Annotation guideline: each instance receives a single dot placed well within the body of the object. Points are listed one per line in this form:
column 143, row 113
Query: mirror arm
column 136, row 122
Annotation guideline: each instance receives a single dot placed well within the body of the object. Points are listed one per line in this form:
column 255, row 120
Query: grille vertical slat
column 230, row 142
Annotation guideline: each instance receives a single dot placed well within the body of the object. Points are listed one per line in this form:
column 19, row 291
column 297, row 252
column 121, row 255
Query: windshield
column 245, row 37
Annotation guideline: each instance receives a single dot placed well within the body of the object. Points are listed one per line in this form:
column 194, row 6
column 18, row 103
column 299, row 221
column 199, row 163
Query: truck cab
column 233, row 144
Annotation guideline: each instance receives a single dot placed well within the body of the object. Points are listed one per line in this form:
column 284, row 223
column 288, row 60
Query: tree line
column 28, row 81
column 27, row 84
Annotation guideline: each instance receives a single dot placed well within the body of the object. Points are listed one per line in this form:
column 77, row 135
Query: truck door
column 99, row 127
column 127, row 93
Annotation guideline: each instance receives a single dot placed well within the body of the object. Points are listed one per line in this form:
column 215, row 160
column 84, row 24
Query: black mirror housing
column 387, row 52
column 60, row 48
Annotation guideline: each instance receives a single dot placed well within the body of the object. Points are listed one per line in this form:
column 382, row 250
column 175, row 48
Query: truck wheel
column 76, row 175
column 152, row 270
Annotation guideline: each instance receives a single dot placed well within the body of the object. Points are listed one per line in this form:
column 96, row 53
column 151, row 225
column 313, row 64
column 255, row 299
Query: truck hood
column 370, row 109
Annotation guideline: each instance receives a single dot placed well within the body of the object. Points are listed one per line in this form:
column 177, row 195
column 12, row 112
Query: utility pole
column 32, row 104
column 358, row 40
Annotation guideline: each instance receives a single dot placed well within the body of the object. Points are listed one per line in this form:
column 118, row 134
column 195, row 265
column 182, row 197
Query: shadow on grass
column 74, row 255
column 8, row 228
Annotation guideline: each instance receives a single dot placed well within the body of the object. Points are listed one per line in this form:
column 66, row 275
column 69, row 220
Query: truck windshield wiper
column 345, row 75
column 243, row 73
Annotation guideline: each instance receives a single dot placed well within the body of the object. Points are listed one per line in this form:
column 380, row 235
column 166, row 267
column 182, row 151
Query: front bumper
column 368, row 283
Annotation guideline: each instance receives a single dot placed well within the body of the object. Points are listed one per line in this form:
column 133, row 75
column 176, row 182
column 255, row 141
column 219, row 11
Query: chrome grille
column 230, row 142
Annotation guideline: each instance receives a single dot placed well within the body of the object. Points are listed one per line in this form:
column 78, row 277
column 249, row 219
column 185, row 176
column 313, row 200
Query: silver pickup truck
○ ○ ○ ○
• Short task
Copy out all of the data above word for word, with every line unchanged and in its original order.

• Output for this task
Annotation guideline: each instance receives a single dot placed well within the body of the object. Points are listed one per line in this form:
column 143, row 113
Query: mirror arm
column 136, row 122
Annotation guideline: each instance receives a single dot placed well within the body of the object. Points are listed one per line in this form:
column 255, row 120
Query: grille vertical slat
column 230, row 142
Annotation guideline: each instance receives a single dot placed well within the body of the object. Points are listed one per line in this form:
column 19, row 291
column 297, row 252
column 121, row 255
Query: windshield
column 245, row 37
Annotation guideline: each instance receives a single dot placed well within the body of the object. Points are listed one per line in this form:
column 194, row 6
column 18, row 103
column 299, row 221
column 199, row 163
Query: truck cab
column 233, row 144
Annotation guideline: each instance receives a single dot placed well within the body of the object. Points are listed one per line in this form:
column 284, row 223
column 288, row 60
Query: tree line
column 28, row 81
column 27, row 84
Annotation guideline: each instance receives a single dot placed well within the body of the object. Points are listed one per line in this form:
column 77, row 135
Query: truck door
column 99, row 127
column 127, row 93
Annotation guideline: each instance receives a single dot placed well within the body of the object. Points are listed one per line in this form:
column 215, row 160
column 84, row 24
Query: black mirror housing
column 387, row 52
column 60, row 48
Annotation guideline: each instance receives a single dot placed well within the body of the object. Points are listed one per line in this form:
column 382, row 250
column 175, row 48
Query: truck wheel
column 76, row 175
column 152, row 270
Annotation guideline: each instance receives a single dot placed well within the body of the object. Points are listed one per line in this form:
column 96, row 53
column 151, row 225
column 313, row 64
column 255, row 299
Query: truck hood
column 370, row 109
Annotation guideline: each instance receives a single dot placed well within the body of the object. Points are listed one per line in this form:
column 177, row 195
column 12, row 112
Query: utility pole
column 32, row 104
column 358, row 40
Annotation guideline: each instance receives a single dot placed well within the body of the object. Points are listed one per line in this form:
column 118, row 134
column 195, row 265
column 182, row 197
Query: shadow on grass
column 74, row 255
column 8, row 228
Annotation guideline: each instance receives a single dot placed well within the body of the object. Points are listed one per line in this form:
column 66, row 275
column 69, row 220
Query: truck windshield wiper
column 345, row 75
column 243, row 73
Annotation guideline: each instance receives a single dot placed well within the body of the object. Points are listed one per line in this form:
column 380, row 235
column 166, row 267
column 182, row 151
Query: front bumper
column 368, row 283
Annotation guideline: each instance receives a single dot placed well within the body of the object. Points are listed one per line in this form:
column 133, row 75
column 176, row 182
column 255, row 141
column 219, row 11
Query: chrome grille
column 230, row 142
Annotation guideline: each instance receives a single dot placed well within the body of the object. Points are listed one per line in this form:
column 78, row 277
column 249, row 219
column 185, row 176
column 313, row 200
Query: silver pickup truck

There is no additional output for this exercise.